◆ **Requirements**: Rewrite the rows below as a numbered list with one line per item and no blank lines.

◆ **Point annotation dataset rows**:
☆ ☆ ☆

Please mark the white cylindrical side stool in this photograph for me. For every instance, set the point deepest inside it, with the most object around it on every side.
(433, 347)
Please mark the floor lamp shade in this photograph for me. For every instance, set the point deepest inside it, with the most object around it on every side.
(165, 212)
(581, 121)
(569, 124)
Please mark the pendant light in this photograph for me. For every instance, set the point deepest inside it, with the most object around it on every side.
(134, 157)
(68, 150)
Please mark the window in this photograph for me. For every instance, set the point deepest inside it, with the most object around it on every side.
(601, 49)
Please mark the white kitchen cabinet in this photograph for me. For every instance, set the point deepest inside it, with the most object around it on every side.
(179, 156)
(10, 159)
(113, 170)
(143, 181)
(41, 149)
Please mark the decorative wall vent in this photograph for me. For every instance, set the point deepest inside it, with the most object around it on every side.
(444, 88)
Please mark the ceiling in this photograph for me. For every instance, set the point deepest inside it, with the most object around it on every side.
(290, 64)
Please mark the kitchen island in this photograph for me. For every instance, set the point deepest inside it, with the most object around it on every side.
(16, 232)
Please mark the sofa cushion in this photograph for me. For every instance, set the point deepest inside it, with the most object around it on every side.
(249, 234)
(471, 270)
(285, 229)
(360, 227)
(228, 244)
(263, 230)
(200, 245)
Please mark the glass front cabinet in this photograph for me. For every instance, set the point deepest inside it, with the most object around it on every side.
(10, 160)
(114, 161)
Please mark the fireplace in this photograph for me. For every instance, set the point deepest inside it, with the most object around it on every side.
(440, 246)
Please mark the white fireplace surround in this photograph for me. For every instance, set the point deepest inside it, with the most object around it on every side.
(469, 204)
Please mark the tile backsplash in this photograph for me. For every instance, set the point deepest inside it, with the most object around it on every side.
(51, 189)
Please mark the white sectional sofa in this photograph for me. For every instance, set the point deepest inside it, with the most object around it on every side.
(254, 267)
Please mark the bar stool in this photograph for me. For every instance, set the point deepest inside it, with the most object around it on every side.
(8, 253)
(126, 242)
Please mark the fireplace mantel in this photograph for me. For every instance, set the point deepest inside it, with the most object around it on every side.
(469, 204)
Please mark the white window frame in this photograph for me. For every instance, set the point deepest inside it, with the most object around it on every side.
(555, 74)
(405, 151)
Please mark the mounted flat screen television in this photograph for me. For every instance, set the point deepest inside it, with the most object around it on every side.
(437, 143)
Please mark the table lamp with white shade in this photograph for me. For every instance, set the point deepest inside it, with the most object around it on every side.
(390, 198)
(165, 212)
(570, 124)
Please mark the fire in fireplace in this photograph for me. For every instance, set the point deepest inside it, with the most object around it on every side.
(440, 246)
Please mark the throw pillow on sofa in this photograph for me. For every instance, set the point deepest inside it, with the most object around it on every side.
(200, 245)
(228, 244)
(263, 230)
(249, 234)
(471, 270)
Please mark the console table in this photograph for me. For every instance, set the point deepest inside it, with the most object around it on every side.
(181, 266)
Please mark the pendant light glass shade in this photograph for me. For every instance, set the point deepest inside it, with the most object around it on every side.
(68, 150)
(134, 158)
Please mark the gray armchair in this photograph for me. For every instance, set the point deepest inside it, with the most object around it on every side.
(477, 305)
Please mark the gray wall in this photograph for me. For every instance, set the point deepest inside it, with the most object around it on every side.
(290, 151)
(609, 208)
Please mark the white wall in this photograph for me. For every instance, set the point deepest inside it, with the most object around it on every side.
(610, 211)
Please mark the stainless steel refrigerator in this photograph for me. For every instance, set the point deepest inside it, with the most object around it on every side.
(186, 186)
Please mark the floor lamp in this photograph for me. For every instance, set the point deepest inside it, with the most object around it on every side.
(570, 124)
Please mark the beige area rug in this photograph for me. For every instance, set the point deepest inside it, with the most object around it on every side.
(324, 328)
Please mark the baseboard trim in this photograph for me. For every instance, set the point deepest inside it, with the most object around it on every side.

☆ ☆ ☆

◆ **Expected answer**:
1. Please mark the white cylindrical side stool in this photograph for me. For every instance, set the point deepest inside it, with the most object around it on every side.
2. (433, 347)
3. Please mark the floor lamp shade in this photograph for me. For every instance, set the point deepest inside it, with the most object around it on every side.
4. (165, 212)
5. (581, 121)
6. (569, 124)
7. Please mark the pendant light in this photograph for me. For every instance, set the point deepest inside it, with the most object around it on every side.
8. (134, 157)
9. (68, 150)
10. Please mark the window in this photograph for me. For every instance, set the point deepest inside it, with the most object around it on every side.
11. (601, 49)
12. Please mark the white kitchen cabinet in this photograph for me. For every instance, set the point deepest inside it, with the most object around it on every side.
13. (179, 156)
14. (10, 159)
15. (113, 170)
16. (143, 181)
17. (41, 149)
18. Please mark the decorative wall vent in this photograph for me. For every instance, set the point deepest inside it, with the most object around it on every side.
19. (444, 88)
20. Please mark the ceiling in this photograph for me. For every instance, set the point deepest inside it, with the most object around it on every side.
21. (290, 64)
22. Please mark the kitchen island in this photograph for me. For every instance, set the point deepest inside it, with the most object around it on every side.
23. (16, 232)
24. Please mark the sofa cushion in this photograph for me. For every instance, set the point deepest inside it, with the most object around it on every side.
25. (249, 234)
26. (471, 270)
27. (285, 229)
28. (360, 227)
29. (228, 244)
30. (263, 230)
31. (200, 245)
32. Please mark the glass front cabinet in this photograph for me. For every instance, set the point deepest inside it, with the most object around it on every side.
33. (10, 160)
34. (114, 161)
35. Please mark the fireplace in this photograph for me. For every instance, set the point deepest inside it, with the most object around it on every side.
36. (440, 246)
37. Please mark the white fireplace surround in this photograph for me. For every instance, set the point deepest inside it, with the most object around it on every side.
38. (469, 204)
39. Please mark the tile backsplash in this photograph for me. For every instance, set the point deepest inside it, with the most object around it on every side.
40. (51, 189)
41. Please mark the white sectional sofa in this photograph for me. For every instance, set the point deepest inside it, with the most object around it on every side.
42. (254, 267)
43. Please mark the bar stool in this photograph for me. For every instance, set the point deepest inside it, with the most object around it on every side.
44. (8, 253)
45. (126, 242)
46. Please mark the fireplace mantel in this photograph for me. For every instance, set the point deepest inside it, with the most object around it on every side.
47. (469, 204)
48. Please mark the white window frame in this photograph for me. For every instance, set the point deepest inside it, with the most object around it on every side.
49. (555, 74)
50. (405, 151)
51. Please mark the mounted flat screen television in this photograph for me. For every instance, set the point deepest inside it, with the most object around it on every side.
52. (437, 143)
53. Please mark the table lamp with white shade in this photograph for me. For every instance, set the point deepest inside it, with the most object around it on every side.
54. (390, 198)
55. (165, 212)
56. (570, 124)
57. Please mark the fire in fireplace in this photograph for me. For every instance, set the point deepest inside it, with the most object around it on every side.
58. (440, 246)
59. Please mark the throw pillow on sofa in this photograph for me. For every instance, set the point deepest inside it, with the most object around it on every side.
60. (200, 245)
61. (228, 244)
62. (263, 230)
63. (249, 234)
64. (471, 270)
65. Please mark the console table in this photograph for me. For every instance, set the point deepest inside it, with the most object around it on every side.
66. (181, 266)
67. Please mark the pendant light glass shade in this photograph for me. For every instance, set the point deepest inside it, with the most object around it on every side.
68. (68, 150)
69. (134, 158)
70. Please mark the gray armchair in this photograph for me. For every instance, set the point deepest inside it, with the most object around it on every side.
71. (477, 305)
72. Please mark the gray wall in this photograph for me. For every instance, set the point deepest inside it, with the most object around it on every side.
73. (290, 151)
74. (609, 208)
75. Please mark the white wall in this photograph for me. For every instance, set the point deepest inside it, with the most object around it on every side.
76. (610, 211)
77. Please mark the stainless steel refrigerator in this photograph for me. For every instance, set the point deepest inside it, with the most object around it on every side.
78. (186, 186)
79. Please mark the floor lamp in this photograph for me. For every instance, set the point deepest inside it, with the most object around it on every side.
80. (570, 124)
81. Please mark the beige area rug in this photograph for me. For every instance, set the point deepest inside it, with the most object around it on every side.
82. (324, 328)
83. Please mark the baseboard trim in this photograph for me. For every instance, set the point deepest inside it, with the most object around it on every side.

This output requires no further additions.